__WORK REQUEST__
Please return every line below that contains the string "bench".

START MATERIAL SHOWN

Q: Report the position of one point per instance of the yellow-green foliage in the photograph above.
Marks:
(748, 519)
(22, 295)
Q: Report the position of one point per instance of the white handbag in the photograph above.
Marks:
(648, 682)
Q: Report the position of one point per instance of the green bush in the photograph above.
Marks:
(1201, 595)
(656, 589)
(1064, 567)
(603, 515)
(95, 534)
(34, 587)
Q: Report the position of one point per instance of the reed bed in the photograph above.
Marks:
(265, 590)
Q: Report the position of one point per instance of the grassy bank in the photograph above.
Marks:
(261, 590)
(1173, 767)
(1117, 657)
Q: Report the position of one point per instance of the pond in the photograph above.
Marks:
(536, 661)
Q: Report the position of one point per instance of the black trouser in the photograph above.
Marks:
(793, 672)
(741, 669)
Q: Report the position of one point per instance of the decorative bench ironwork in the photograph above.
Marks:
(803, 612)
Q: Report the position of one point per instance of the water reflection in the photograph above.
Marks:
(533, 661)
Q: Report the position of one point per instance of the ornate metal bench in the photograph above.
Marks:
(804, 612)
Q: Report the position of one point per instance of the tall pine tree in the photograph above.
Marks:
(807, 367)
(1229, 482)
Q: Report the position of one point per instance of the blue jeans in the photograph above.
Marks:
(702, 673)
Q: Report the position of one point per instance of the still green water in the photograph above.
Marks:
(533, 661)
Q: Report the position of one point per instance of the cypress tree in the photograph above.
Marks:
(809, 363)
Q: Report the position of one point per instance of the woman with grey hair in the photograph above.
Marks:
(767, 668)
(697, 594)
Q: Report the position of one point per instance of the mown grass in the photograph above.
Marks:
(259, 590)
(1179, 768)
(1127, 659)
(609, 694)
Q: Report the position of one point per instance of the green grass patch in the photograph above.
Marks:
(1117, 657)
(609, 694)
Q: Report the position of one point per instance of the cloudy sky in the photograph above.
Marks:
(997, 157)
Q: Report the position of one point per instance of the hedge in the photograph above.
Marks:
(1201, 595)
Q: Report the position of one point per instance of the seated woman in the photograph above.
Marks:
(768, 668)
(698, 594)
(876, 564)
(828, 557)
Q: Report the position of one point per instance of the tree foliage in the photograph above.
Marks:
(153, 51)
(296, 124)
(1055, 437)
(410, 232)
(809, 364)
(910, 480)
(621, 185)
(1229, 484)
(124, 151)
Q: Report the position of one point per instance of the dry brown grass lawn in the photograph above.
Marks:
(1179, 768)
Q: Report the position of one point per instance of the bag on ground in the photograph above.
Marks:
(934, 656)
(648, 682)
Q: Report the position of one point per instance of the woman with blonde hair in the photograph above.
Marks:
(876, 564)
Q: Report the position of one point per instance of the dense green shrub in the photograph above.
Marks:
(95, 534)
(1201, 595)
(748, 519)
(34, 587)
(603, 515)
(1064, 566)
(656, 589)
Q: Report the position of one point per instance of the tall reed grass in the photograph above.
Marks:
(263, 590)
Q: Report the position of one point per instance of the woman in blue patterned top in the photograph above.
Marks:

END MATERIAL SHOWN

__RESPONSE__
Q: Report the position of one point per instance of the decorative bench ironwork in the photograph above.
Q: Report the position of one point per instance of the ornate metal bench in the photograph above.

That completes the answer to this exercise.